# To be done
Could you copy out, word for word, the part of the listing below that begins with the line containing "Check that every instance of the man" and ends with the line containing "[[306, 191]]", including both of those lines and nothing else?

** Start Record excerpts **

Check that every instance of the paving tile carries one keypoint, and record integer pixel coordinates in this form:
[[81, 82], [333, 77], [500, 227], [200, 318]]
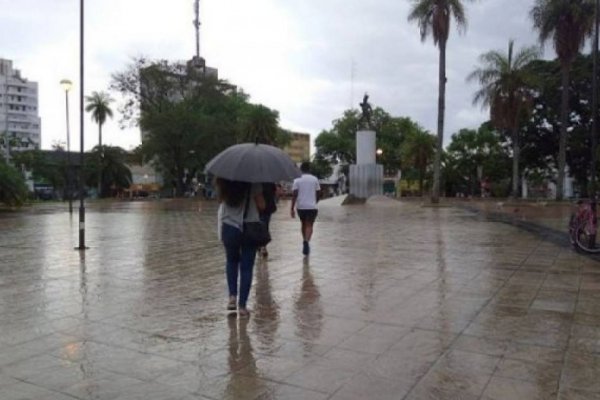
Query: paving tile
[[395, 296]]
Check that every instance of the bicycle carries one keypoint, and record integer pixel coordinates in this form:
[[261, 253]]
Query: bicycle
[[583, 226]]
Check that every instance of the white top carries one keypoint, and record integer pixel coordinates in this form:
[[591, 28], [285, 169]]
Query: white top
[[234, 216], [307, 186]]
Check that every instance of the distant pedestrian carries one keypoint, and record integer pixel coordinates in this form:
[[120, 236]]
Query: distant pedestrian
[[305, 195], [240, 202], [270, 195]]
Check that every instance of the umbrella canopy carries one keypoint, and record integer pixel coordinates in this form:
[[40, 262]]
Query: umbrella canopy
[[251, 162]]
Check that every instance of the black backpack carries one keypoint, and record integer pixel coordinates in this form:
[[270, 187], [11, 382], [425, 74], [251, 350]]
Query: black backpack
[[270, 195]]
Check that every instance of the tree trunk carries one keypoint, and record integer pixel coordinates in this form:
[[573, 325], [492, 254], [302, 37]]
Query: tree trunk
[[516, 152], [435, 190], [101, 156], [562, 143]]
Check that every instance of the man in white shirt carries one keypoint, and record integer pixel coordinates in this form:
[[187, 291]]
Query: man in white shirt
[[306, 191]]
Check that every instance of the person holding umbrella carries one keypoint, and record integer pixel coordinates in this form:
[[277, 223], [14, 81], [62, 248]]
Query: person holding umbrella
[[240, 170], [240, 202]]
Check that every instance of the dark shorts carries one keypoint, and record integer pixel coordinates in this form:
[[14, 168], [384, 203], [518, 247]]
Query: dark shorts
[[307, 215]]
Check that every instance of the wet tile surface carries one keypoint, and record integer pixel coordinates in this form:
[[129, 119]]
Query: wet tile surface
[[397, 301]]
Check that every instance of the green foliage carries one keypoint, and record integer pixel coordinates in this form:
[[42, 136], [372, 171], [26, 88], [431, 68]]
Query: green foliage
[[259, 123], [569, 23], [338, 145], [433, 17], [13, 191], [507, 88], [187, 118], [472, 150], [98, 104], [320, 167], [540, 134], [566, 22], [417, 150], [115, 173]]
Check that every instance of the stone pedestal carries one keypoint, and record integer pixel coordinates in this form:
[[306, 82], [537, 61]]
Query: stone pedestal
[[365, 147], [366, 180], [366, 177]]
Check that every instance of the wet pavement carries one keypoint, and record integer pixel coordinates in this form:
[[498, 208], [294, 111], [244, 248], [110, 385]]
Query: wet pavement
[[396, 301]]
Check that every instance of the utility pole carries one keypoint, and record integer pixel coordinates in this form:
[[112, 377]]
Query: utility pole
[[197, 26], [594, 138]]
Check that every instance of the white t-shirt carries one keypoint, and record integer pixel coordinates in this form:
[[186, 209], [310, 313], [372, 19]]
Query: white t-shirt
[[234, 216], [307, 186]]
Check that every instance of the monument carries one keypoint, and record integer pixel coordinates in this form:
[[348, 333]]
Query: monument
[[366, 176]]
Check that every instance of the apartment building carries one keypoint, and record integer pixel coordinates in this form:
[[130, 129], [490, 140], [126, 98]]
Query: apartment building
[[20, 124]]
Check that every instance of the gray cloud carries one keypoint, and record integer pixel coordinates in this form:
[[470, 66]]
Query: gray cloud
[[294, 56]]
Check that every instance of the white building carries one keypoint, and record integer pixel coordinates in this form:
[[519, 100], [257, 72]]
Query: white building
[[19, 118]]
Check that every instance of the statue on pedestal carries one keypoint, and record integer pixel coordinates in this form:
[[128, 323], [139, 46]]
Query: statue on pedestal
[[365, 119]]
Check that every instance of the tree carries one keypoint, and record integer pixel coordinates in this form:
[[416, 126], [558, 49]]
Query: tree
[[115, 175], [506, 88], [338, 145], [568, 23], [417, 149], [13, 191], [259, 123], [186, 117], [433, 17], [474, 154], [99, 105], [540, 133]]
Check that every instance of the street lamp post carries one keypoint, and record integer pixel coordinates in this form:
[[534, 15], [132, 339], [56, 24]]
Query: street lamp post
[[594, 115], [66, 85], [81, 115]]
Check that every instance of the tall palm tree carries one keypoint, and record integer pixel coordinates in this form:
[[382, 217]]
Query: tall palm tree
[[567, 23], [433, 16], [506, 85], [417, 149], [99, 105]]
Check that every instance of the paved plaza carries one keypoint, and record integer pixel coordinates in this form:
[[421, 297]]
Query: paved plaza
[[397, 301]]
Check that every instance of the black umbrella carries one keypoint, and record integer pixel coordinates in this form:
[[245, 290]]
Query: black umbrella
[[251, 162]]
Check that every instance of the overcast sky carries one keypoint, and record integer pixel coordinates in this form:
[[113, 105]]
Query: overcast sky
[[295, 56]]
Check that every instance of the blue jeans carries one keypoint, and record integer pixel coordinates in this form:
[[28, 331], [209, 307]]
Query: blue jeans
[[240, 259]]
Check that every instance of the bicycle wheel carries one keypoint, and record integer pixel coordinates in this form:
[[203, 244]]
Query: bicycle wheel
[[573, 229], [585, 238]]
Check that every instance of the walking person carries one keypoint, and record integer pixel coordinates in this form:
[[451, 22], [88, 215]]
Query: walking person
[[270, 196], [239, 202], [305, 195]]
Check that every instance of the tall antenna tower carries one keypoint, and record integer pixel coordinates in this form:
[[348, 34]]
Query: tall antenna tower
[[197, 25], [352, 73]]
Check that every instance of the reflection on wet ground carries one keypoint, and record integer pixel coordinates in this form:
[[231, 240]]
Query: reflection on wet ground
[[397, 301]]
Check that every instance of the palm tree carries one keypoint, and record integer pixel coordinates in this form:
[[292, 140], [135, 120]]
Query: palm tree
[[506, 85], [568, 23], [116, 175], [433, 16], [417, 149], [99, 105]]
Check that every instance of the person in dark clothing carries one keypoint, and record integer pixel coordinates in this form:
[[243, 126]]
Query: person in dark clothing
[[270, 196]]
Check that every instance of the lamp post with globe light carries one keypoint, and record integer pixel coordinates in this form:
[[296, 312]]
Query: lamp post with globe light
[[67, 85]]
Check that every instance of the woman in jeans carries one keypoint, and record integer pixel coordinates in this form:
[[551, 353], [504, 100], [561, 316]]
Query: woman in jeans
[[240, 202]]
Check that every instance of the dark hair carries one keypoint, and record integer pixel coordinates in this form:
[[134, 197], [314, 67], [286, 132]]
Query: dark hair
[[232, 193]]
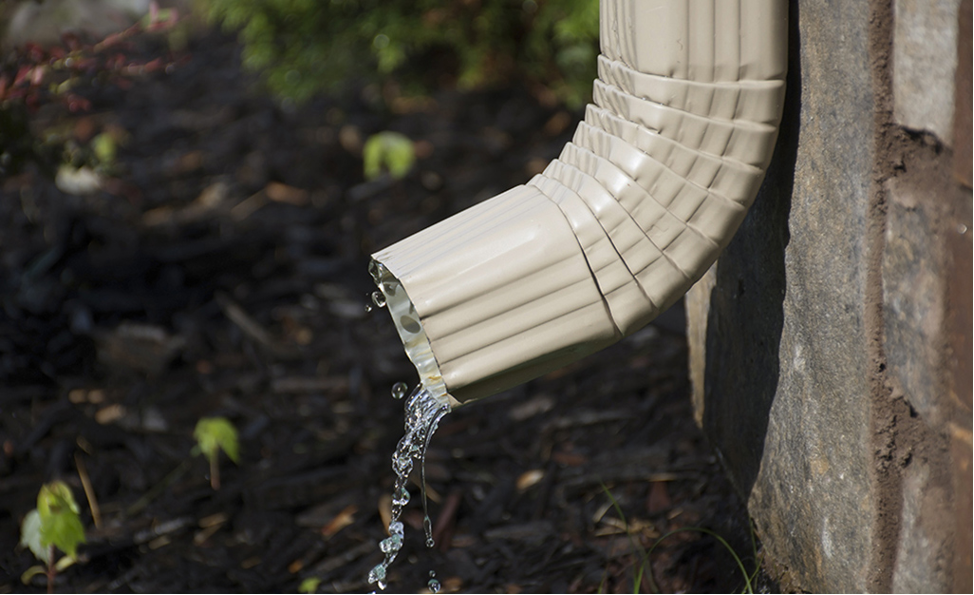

** End Record excerpts **

# Answer to this exercise
Check that every instance of the man in white shirt carries one keypoint, and record integer pixel coordinates in this form:
[[187, 291]]
Query: man in white shirt
[[306, 191]]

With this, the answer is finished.